Rows of the dataset:
·····

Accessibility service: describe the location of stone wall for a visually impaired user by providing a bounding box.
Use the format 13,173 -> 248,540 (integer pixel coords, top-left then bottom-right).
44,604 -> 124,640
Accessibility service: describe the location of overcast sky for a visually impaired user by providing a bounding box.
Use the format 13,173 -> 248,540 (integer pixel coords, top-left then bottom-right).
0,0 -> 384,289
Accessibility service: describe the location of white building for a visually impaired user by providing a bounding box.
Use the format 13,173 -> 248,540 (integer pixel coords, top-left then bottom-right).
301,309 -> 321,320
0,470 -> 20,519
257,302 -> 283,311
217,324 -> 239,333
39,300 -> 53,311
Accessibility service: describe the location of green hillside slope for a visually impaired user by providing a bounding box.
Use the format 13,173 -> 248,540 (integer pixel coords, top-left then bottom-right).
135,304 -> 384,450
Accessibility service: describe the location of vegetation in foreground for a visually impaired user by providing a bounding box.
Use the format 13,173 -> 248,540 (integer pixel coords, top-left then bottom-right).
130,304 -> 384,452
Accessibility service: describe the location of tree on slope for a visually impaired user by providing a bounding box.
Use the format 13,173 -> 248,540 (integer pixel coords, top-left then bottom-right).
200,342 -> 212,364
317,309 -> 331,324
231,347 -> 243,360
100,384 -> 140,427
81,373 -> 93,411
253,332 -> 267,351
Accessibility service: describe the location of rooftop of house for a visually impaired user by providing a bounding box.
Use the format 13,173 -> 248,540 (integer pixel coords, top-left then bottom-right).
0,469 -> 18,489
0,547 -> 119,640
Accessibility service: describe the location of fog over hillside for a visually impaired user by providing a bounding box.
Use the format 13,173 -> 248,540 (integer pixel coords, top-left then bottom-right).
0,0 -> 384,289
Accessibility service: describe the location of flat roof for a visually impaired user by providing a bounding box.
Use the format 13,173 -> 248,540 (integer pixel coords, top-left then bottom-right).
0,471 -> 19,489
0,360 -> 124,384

·····

Problem statement:
Please write out every line of the material above again, shifting each pixel coordinate in the answers by -49 and leaving all other text unchanged.

Exercise answer:
Accessibility service: describe the location of stone wall for a visually impaired user by providing a bounding box.
Use the format 13,173 -> 248,540 (integer pixel coords, top-left then bottom-right).
-5,555 -> 75,591
Accessibility service: describe the location of overcast sky for a visually impaired user by providing a bounding box.
Use the format 13,173 -> 248,540 (integer pixel coords, top-left then bottom-right).
-49,-49 -> 335,240
Accessibility service: describe the location of white building for a visually impaired user by providing a bounding box.
Use the format 13,173 -> 248,540 (integer pixel coords, top-left then bottom-right).
252,260 -> 272,271
-49,421 -> -29,470
208,253 -> 234,262
168,275 -> 190,284
-10,251 -> 4,262
Accessibility service: describe the location of green hillside slope for a visually impaired user by providing a bounding box.
Use the format 13,173 -> 248,540 (integer pixel coords, top-left then bottom-right).
86,255 -> 335,401
Accessibility service: describe the location of vegetation in foreground for a visually impaired user by providing a bounding box.
Use the format 13,173 -> 248,540 (integer pixel coords, top-left then bottom-right).
81,255 -> 335,403
Accessibility service: describe the location of tree on slope for a visually impaired user by providing a bounding box.
Use the format 13,173 -> 248,540 (integer pixel coords, top-left then bottom-right).
151,293 -> 163,315
268,260 -> 282,275
182,298 -> 194,311
51,335 -> 91,378
32,324 -> 44,362
204,283 -> 218,302
Accessibility service: describe the location of rooftop of house for a visually impaired user by providing a bounding box.
Use the format 13,173 -> 248,540 (integer pixel coords, top-left then bottom-right).
-49,420 -> -31,440
-49,498 -> 70,591
Accessibility service: describe the location of fog over hillside for a visually impaired user by providing a bounding box.
Use the format 13,173 -> 248,540 (integer pixel coords, top-left then bottom-right).
-49,-49 -> 335,240
Accessibility service: describe the location of flat roof for a visually impaired user by providing a bounding box.
Use the format 13,173 -> 248,540 (integer pixel coords, top-left then bottom-right).
-49,422 -> -30,440
-49,311 -> 75,335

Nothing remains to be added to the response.